Here some suggested organisations that offer expert advice on SN.
New here... baby with CP(51 Posts)
My little boy was born in December and suffered hypoxia at birth - spent 3 weeks in SCBU and we were told at the time that he was likely to have some degree of CP. Since coming home he has been doing well generally but I had started to notice that he wasn't moving in the same way as other babies - I brought forward our 6 month hospital check up but the registrar we saw didn't seem frankly to know much about what she was talking about although did refer us to physio at my insistence. Anyway as it was taking ages to get hospital physio appointment and I was getting increasingly concerned we went to see a private paediatric physio today, and he confirmed that in his opinion he does have CP, affecting all four limbs although much worse in arms than legs. Said it was good that we had come in so early so could get therapy started v. young.
So anyway I feel a bit weird now - there have been so many tears since he was born but now our fears have been confirmed (albeit I know not a formal diagnosis) I almost feel relieved that I now know the worst and can focus on what we can do to help him. I am really annoyed at the hands off approach of the hospital given the results of his MRI, I would have thought they would check him more often and get him on physio asap - if it wasn't for me pushing nothing would have happened for another 2 months.
The worst thing is the guilt I feel which will be with me for the rest of my life - I feel it was me who caused it as chose to go for a home birth. My pregnancy was fine and home births are really promoted in our area and I really thought it would be the best way for him to enter the world. We only live 5 mins from the hospital anyway so I thought it would be no problem if we needed to transfer. The labour seemed to go fine as far as I know, according to the midwives attending it was a textbook labour, but the pushing stage did take quite a while and at some point he managed to tangle himself up in the cord and swallow a lot of meconium. So now of course I can't stop wondering if things would have been different had we been in hospital and thinking how stupid I was to have this idealistic image of the perfect natural birth. I feel so isolated from everyone I know as well with their babies - the moment of Harry's birth was just like stepping suddenly into a nightmare, the memory of it haunts me all the time and I can't bear it when I hear other people's birth announcements as it just reminds me of that moment and makes me feel sick thinking about what might have been.
Anyway sorry this has gone on so long, I just wanted to reach out to some people who might understand. I do love him so much and and so proud of him, he tries so hard to do everything and I hope we can make his life happy.
there are some lovely aldies here with children with CP, and lots of us with other child dx's but a listening ear
You might wish to seek out Riven who had a HB resulting in a CP dx (I am pro HB as mine went well but know that it can be an issue for soem)
Guilt is normal after any dx though, and is something we have to work our way through as its essentially a pointless emotion.
<<hugs>>and again, welcome X
Hello, I have an 8 year old dd who has CP, born at 27 weeks of gestation.
I am just about to head out to a local SN fundraising evening, so cannot write much, but wanted to say welcome.
Welcome to the SN boards! There are several posters who have lots of experience of cp so I'm sure you'll be benefiting from their collective wisdom very soon.

Tasks to carry out:
[1] According to the forum thread, how long did the baby spend in SCBU after birth?
[2] Say whether each statement agrees with the forum thread, answering yes or no and quoting the words that decide it: (a) The private physio said the baby's legs were affected more than his arms. (b) The family lives five minutes from the hospital. (c) One reply comes from a parent whose child was born at 27 weeks.
[3] Take the forum thread about a baby with CP further, starting after its last post.
The records aren't needed here.

Dataset:
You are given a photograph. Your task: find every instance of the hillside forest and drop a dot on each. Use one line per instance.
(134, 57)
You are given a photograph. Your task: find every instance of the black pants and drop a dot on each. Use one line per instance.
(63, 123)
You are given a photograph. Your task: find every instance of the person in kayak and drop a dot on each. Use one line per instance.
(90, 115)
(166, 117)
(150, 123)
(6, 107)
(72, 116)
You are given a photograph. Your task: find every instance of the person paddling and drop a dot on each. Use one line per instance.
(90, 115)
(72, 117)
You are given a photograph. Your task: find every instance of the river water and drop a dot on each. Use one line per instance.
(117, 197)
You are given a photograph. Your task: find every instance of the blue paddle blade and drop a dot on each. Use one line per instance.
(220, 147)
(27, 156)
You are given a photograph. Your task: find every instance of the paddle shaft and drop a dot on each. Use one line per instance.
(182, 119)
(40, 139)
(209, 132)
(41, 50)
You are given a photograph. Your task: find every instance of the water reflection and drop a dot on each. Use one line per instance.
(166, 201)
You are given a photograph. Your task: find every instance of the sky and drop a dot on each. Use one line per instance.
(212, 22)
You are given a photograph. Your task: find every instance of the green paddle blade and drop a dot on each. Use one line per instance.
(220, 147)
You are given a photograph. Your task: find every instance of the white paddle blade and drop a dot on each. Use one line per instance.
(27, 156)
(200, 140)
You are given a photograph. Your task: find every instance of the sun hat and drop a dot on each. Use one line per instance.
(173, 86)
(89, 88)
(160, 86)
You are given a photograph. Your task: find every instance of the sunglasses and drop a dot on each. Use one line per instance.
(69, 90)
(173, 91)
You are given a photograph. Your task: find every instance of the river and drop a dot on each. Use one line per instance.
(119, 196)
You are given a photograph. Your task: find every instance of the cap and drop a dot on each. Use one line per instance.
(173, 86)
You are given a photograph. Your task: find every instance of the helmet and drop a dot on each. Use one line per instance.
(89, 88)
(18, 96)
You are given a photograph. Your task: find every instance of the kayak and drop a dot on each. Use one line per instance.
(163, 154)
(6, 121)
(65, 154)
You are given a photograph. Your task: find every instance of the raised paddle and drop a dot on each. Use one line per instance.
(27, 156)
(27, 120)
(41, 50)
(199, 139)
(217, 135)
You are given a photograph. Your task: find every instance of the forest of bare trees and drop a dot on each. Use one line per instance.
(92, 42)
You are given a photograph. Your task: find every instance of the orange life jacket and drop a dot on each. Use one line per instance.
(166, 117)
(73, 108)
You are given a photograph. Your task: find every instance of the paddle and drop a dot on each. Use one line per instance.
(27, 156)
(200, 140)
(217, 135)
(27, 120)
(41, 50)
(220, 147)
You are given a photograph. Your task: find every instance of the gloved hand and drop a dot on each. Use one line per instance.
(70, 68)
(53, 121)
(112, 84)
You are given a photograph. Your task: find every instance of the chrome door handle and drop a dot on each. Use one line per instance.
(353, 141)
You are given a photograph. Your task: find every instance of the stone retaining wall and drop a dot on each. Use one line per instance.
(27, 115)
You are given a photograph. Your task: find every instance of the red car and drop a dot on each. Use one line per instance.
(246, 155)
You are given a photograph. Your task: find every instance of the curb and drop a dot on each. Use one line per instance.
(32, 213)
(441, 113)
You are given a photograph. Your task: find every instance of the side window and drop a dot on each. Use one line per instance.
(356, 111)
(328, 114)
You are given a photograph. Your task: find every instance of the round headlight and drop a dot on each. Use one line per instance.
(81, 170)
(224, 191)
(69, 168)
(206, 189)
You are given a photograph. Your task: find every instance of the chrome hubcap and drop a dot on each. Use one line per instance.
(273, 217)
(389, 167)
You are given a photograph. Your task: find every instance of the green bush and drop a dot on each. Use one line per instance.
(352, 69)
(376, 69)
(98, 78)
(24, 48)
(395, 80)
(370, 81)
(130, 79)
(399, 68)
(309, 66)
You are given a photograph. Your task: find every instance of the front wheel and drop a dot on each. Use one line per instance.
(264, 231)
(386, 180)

Answers per task:
[1] 3 weeks.

[2]
(a) No: "affecting all four limbs although much worse in arms than legs"
(b) Yes: "We only live 5 mins from the hospital anyway"
(c) Yes: "I have an 8 year old dd who has CP, born at 27 weeks of gestation."

[3]
It's good that you've found out about your ds's difficulties so early in his life but I'm afraid you'll have to get used to using pester-power because very little help is actually offered. On the other hand, as your ds grows up, you'll meet some fantastic professionals who will get the best out of your ds
Hi Badkitty! I just wanted to say please don't beat yourself up about opting for a home birth. I know lots of people whose labours have gone unaccountably wrong / been mismanaged in hospital, sometimes damaging their children, sometimes not - these things happen. Sounds like you made an informed assessment and did what you hoped would be for the best, you can't be sure that your choice even affected the outcome. Now you seem very on the ball in doing all you can for your DS - you're a good mum!
nothing to add other than we all have days where the guilt and the iff onlys are bad
but there great bunch on here
hello and welcome to the sn board.
my dd is 14 and has cp, she was born in hospital. the guilt is normal imo. I worried that something I had done caused it. it was only once I saw a solicitor and my notes were looked at that my mind was put at rest.
dd2 is 5 now and had a similar start. born at term (9lbs) and then spent 5 weeks in scbu (no gag/swallow reflex, needed ventilating etc, was ng fed and O2 dependent - mri shows damage consistent with birth hypoxia - no specific explanation, she did have the cord round her neck twice and shoulder dystocia inc broken clavicle, but neither have yet been agreed as contributing factors...)
dd2 has had physio etc since birth, (as well as slt and other stuff) and is now a whopping 5yo who attends mainstream school with some extra help. we have been told lots of things along the way (she won't talk and will rely on AAC, she won't walk etc etc)
however dd2 does walk, and talks, and eats a mostly ordinary diet with a couple of minor exceptions, and is on the yg&t list as she taught herself to read before school - she is hilarious.
it's so early to tell how your little man will be affected (which is one of the reasons that they don't like to dx too early) dd2 is a pt wc user, and she has a frame so that she is less likely to fall over in the playground when she is running (lol) but she trampolines, skis, goes to ballet and swimming lessons, and fights with her brother and sister...
no-one can tell how your wee man will develop, certainly there is a chance he will be more severely affected than dd2, but no-one can predict at this stage. i still suffer flashbacks to the birth (head crowning and the midwife saying the head was cool to the touch and 'crash the paeds') but generally the guilt and trauma lessens as time passes.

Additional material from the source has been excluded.